WHAT IS NEEDED:
Would you set down every entry shown below, precisely as written?

[Data items]
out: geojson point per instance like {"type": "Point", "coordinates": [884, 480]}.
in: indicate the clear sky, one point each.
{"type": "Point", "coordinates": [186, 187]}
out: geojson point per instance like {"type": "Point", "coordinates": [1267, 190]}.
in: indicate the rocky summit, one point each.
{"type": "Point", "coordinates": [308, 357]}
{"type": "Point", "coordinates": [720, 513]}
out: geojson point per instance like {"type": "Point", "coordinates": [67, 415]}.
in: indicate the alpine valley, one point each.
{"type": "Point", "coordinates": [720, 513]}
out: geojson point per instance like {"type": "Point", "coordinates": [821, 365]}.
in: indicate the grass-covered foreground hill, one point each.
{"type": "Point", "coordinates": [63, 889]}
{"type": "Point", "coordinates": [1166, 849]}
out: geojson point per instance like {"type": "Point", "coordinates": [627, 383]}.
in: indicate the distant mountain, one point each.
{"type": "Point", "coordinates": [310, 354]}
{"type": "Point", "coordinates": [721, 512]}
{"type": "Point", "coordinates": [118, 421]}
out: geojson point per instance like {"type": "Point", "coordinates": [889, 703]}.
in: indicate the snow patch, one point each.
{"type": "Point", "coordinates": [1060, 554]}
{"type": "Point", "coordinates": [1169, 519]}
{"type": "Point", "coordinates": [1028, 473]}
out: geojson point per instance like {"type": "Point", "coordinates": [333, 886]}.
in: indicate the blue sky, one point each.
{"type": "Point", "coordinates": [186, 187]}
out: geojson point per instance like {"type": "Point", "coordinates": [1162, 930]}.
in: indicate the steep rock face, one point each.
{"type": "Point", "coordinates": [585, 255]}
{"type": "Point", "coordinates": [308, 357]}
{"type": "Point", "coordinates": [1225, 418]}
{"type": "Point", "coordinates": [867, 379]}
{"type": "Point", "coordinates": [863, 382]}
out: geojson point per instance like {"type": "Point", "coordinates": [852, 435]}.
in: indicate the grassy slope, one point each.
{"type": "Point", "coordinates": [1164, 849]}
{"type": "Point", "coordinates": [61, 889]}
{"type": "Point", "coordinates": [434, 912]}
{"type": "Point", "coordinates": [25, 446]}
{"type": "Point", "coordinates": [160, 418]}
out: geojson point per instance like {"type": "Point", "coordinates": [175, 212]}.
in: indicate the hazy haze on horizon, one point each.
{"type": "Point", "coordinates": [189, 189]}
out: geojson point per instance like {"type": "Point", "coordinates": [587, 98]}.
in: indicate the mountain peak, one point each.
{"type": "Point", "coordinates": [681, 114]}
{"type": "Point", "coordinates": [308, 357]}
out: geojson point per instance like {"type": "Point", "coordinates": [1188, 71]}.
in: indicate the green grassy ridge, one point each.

ANSWER TO THE PROBLEM:
out: geojson point per instance like {"type": "Point", "coordinates": [884, 480]}.
in: indicate the clear sky, one point each.
{"type": "Point", "coordinates": [186, 187]}
out: geojson point per instance like {"type": "Point", "coordinates": [1267, 190]}.
in: indicate the rocky summit, one point each.
{"type": "Point", "coordinates": [308, 357]}
{"type": "Point", "coordinates": [720, 513]}
out: geojson point per instance like {"type": "Point", "coordinates": [67, 415]}.
in: indicate the alpine valley, one point each.
{"type": "Point", "coordinates": [720, 513]}
out: geojson point per instance like {"type": "Point", "coordinates": [821, 365]}.
in: indicate the grass-covered foreground hill, one point each.
{"type": "Point", "coordinates": [63, 889]}
{"type": "Point", "coordinates": [1166, 849]}
out: geojson point per instance like {"type": "Point", "coordinates": [627, 383]}.
in: indicate the distant mountain, one point each.
{"type": "Point", "coordinates": [310, 354]}
{"type": "Point", "coordinates": [721, 512]}
{"type": "Point", "coordinates": [118, 421]}
out: geojson point per instance like {"type": "Point", "coordinates": [889, 703]}.
in: indicate the snow patch, one point each.
{"type": "Point", "coordinates": [1060, 554]}
{"type": "Point", "coordinates": [1169, 519]}
{"type": "Point", "coordinates": [1028, 473]}
out: geojson point per instance like {"type": "Point", "coordinates": [333, 886]}.
in: indicate the blue sky, one point each.
{"type": "Point", "coordinates": [186, 187]}
out: geojson point per instance like {"type": "Point", "coordinates": [1162, 930]}.
in: indicate the steep rock face, one point each.
{"type": "Point", "coordinates": [585, 255]}
{"type": "Point", "coordinates": [308, 357]}
{"type": "Point", "coordinates": [1225, 418]}
{"type": "Point", "coordinates": [867, 379]}
{"type": "Point", "coordinates": [863, 382]}
out: geojson point per instance like {"type": "Point", "coordinates": [852, 435]}.
in: indicate the grassy slope, one point each.
{"type": "Point", "coordinates": [1164, 849]}
{"type": "Point", "coordinates": [61, 889]}
{"type": "Point", "coordinates": [434, 912]}
{"type": "Point", "coordinates": [25, 446]}
{"type": "Point", "coordinates": [160, 418]}
out: geojson point per instance like {"type": "Point", "coordinates": [175, 212]}.
in: indicate the hazy haze on horizon, one point each.
{"type": "Point", "coordinates": [189, 189]}
out: geojson point per instance like {"type": "Point", "coordinates": [587, 98]}.
in: indicate the mountain peak, one point each.
{"type": "Point", "coordinates": [681, 114]}
{"type": "Point", "coordinates": [308, 357]}
out: geojson point per instance like {"type": "Point", "coordinates": [1188, 71]}.
in: indicate the green grassy ridge, one point each.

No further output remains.